Each corrected program, if successful, was stored separately in a fixed_programs/ folder. This modular setup ensured clean separation between raw, fixed, and tested versions, making the entire system easy to debug, extend, and benchmark.


Results

The performance of the automated bug-fixing agent was evaluated across a benchmark suite of 40 Python programs, each containing a known one-line bug. The assessment focused on the quality of the fixes, the number of test cases passed post-repair, and the executability of the generated code.

1. Overall Performance

Metric Count / Value
Total buggy programs tested 40
Programs passing all test cases (fully fixed) 28
Programs with partial improvement 3
Programs with no improvement 3
Programs with non-executable output 6
Executable programs generated 34
Total repair success rate (fully fixed) 70% (28/40)
Total executable fix rate 85% (34/40)

2. Classification of Outputs

  • Fully Fixed: 28 programs had all their test cases passed, indicating a complete and correct one-line repair by the LLM.
  • Partially Fixed: 3 programs improved in performance, passing more test cases than the original buggy versions but not achieving full correctness.
  • No Change: 3 programs performed identically to the buggy baseline — the fix did not improve or degrade results.
  • Non-Executable Outputs: 6 generated outputs contained formatting issues like Markdown backticks or code blocks, rendering them untestable.

EXTRACTED INFORMATION:

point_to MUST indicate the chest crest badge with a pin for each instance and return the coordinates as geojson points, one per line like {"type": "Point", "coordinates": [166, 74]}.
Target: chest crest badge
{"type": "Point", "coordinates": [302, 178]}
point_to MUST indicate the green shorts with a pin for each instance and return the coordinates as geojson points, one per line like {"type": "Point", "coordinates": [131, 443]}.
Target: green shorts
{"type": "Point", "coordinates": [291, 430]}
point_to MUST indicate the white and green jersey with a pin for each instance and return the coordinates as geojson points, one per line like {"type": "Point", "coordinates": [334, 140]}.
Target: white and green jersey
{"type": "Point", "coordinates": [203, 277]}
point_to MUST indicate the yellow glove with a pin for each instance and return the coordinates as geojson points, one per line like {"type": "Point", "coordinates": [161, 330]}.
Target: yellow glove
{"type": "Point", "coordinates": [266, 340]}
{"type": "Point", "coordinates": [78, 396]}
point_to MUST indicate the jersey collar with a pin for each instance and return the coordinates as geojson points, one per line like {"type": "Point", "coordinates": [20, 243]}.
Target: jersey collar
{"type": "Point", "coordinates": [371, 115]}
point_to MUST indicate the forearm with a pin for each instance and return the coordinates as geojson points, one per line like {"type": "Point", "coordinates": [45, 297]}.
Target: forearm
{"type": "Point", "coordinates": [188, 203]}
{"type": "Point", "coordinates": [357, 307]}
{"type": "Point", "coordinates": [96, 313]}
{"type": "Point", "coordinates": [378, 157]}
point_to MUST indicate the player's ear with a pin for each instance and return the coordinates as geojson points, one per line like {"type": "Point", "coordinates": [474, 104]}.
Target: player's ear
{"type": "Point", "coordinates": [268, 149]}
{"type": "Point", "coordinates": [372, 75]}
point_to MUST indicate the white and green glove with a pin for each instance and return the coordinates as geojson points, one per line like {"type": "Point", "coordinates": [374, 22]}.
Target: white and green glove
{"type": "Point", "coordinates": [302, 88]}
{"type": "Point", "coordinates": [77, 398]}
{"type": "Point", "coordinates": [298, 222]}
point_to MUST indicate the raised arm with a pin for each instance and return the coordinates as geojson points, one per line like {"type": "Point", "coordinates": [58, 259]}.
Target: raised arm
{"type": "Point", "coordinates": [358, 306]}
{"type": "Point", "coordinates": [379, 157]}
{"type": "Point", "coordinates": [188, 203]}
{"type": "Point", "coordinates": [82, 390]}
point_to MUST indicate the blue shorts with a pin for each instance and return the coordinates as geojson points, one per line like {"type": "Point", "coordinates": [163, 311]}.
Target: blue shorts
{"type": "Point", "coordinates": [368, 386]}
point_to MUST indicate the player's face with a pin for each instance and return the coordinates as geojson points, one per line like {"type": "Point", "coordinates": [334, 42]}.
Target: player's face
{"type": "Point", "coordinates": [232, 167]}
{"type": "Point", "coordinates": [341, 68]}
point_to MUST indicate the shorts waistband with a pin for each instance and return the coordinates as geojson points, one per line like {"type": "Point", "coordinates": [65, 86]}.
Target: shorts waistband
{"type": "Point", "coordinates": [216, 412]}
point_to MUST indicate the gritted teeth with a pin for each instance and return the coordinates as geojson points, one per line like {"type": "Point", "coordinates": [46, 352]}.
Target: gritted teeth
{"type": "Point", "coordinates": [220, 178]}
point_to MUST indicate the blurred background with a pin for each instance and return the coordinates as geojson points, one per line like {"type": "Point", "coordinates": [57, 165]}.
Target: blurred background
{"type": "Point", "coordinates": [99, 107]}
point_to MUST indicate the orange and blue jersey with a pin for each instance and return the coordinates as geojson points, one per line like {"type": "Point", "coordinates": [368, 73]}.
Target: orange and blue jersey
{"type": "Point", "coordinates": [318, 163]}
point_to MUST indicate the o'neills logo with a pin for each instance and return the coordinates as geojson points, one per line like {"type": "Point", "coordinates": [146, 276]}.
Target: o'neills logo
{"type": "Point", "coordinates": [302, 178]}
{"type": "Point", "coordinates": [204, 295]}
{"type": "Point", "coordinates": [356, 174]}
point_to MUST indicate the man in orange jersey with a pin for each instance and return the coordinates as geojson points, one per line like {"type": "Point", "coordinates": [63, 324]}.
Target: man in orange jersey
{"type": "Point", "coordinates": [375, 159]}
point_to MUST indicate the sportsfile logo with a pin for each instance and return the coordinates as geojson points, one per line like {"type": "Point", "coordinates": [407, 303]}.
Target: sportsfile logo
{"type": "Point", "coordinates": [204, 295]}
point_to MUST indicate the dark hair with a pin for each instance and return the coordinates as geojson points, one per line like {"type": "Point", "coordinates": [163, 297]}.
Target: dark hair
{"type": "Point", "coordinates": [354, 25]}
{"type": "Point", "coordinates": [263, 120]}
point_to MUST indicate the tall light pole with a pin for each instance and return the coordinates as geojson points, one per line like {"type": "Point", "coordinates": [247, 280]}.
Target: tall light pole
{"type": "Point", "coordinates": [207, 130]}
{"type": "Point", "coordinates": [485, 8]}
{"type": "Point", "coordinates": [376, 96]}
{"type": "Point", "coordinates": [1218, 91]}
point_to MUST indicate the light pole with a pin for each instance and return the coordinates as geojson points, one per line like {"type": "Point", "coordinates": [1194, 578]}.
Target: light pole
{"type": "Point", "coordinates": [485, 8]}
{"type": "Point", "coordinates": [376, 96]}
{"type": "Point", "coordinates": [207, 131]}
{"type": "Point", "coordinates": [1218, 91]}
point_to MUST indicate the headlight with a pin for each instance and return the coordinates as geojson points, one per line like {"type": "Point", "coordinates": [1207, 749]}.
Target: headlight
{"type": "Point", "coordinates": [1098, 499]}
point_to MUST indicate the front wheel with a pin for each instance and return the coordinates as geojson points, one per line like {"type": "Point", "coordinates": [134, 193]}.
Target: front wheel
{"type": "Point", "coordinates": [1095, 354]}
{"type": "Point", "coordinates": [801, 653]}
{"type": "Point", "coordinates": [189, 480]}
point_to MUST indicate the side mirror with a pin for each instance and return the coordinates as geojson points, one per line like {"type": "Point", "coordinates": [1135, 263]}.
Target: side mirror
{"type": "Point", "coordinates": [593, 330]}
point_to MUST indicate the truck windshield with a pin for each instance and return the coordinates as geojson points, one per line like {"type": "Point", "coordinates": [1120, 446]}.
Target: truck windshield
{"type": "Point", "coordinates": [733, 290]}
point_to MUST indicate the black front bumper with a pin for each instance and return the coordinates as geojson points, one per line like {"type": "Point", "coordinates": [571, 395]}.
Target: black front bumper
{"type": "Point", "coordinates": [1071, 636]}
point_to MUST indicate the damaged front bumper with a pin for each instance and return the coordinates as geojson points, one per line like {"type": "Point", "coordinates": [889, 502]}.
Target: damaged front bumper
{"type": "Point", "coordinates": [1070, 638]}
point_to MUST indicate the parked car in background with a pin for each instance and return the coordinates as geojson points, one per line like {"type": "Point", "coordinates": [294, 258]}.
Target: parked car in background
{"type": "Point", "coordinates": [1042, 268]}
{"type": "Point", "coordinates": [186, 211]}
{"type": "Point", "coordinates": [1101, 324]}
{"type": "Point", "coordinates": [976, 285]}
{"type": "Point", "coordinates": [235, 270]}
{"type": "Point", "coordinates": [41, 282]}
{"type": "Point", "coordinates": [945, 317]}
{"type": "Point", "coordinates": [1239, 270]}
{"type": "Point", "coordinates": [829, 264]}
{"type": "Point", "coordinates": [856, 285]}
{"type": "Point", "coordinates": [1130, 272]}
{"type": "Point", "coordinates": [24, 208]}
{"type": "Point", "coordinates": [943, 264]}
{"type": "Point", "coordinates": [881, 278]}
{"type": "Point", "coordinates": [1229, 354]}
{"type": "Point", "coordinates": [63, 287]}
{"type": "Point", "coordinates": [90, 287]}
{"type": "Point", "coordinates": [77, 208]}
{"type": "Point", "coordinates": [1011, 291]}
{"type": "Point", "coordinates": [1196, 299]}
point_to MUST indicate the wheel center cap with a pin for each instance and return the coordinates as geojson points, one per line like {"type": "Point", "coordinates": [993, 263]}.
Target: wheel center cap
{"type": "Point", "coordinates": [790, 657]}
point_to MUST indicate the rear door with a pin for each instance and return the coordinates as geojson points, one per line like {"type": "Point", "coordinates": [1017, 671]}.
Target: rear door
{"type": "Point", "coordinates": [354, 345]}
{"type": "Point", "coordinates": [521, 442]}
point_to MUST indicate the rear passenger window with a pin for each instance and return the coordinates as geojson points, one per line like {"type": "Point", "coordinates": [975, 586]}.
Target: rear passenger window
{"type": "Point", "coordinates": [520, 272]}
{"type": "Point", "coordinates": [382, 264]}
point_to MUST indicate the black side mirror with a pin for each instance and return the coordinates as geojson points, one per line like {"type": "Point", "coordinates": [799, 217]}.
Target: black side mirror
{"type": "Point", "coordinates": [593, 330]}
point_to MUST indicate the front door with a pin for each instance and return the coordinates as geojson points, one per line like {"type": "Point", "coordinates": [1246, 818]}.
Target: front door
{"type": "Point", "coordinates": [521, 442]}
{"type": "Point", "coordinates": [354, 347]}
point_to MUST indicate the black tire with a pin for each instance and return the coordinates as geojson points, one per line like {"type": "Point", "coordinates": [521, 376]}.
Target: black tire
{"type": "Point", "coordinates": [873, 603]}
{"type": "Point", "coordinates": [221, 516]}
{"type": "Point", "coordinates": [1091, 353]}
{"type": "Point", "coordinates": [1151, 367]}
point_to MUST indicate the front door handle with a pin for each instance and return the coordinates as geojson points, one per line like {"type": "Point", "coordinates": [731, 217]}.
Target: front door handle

TASK INSTRUCTIONS: Reproduce the passage from the bug-fixing results text, starting at "Total executable fix" and ending at "by the LLM.".

REPLY TO THE EXERCISE:
Total executable fix rate 85% (34/40)

2. Classification of Outputs

  • Fully Fixed: 28 programs had all their test cases passed, indicating a complete and correct one-line repair by the LLM.